======== PASSAGE ========

To quote from a bourgeois work, There Is No Freedom Without Bread! by Constantine Pleshakov, 2009, pp. 60-61:

>The world of luxury [Soviet and Eastern European officials] created for themselves was still a far cry from that of Imelda Marcos or John F. Kennedy and their wealth was not hereditary or even for life, because a leader ousted from power lost most of the material benefits the day he as sacked, and every person in Romania knew that the Ceaușescus' prosperity was exactly as lasting as the orchids they imported.

>These were elites whose dacha furniture had metal tags nailed to it, so that when the person fell out with the leader or retired, an inventory team could count and account for every chair he left to his successor (in 2006 in the United States, a severance package for a "failed" chief executive of Home Depot was $210 million). Moguls drove around in Soviet-made Chaika limousines, their windows covered by arrogant curtains, but their children could not inherit them. Here, privileges were like fiefs and had no monetary backup: you lose power, you lose its spoils.

>In 1968, the conqueror of Warsaw, Marshal Rokossovsky, diagnosed with terminal cancer, begged a doctor to send him to the subtropical Crimea on the Black Sea, to the Ministry of Defense dacha: "I know that I can die at any moment, please make my last year good." The doctor counterfeited the paperwork, and the retired war hero got clean bedsheets, free meals, and a room with a view. When one of the most powerful men in Bulgaria, a secretary of the party's Central Committee, had a fling, he asked a subordinate—in his case, a writer, for the secretary supervised arts and literature—to lend him his apartment for the night because he couldn't take his date to a hotel: the management would have reported him to his very own Central Committee, which would have been only too happy to shred him to pieces for "moral decadence." In principle, Eastern European elites were as shackled by the rules as were their subjects, and, doubtlessly, whispered the names of freedoms they would've wanted.

>The greatest spymaster of Eastern Europe, Markus Wolf, chief of East German intelligence for thirty years, wrote in his memoir: "People who could leave the country were greatly envied by the population at large; travel fever was acute in this country of nontravelers. I had traveled less widely for pleasure than most middle-class American college students, which is something that Western commentators tend to forget when they talk about the lives of the members of the nomenklatura. For all my privileges, I had never visited the Prado, the British Museum, or the Louvre . . . I was privileged to have a fine apartment, a car and a driver, and pleasant holidays at the invitation of other secret services in the Eastern bloc. But these were always connected to my job and status; in the end, the wider world was sealed off to me, too."

Not to mention that the "nomenclatura" was not the capitalist class, which exploits labor and engages in mass layoffs whenever the recessions and depressions inherent in capitalism set in.

======== STORED DATA ========

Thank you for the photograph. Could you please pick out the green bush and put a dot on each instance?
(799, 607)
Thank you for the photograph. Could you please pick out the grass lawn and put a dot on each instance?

========

• **EXERCISES**:
a. Copy everything in the passage on Eastern Bloc elites from "Not to mention" down to "capitalism set in.".
b. In the passage on Eastern Bloc elites, how long did Markus Wolf serve as chief of East German intelligence?

• **ANSWERS TO THE TASKS**:
a.
Not to mention that the "nomenclatura" was not the capitalist class, which exploits labor and engages in mass layoffs whenever the recessions and depressions inherent in capitalism set in.

b. Thirty years.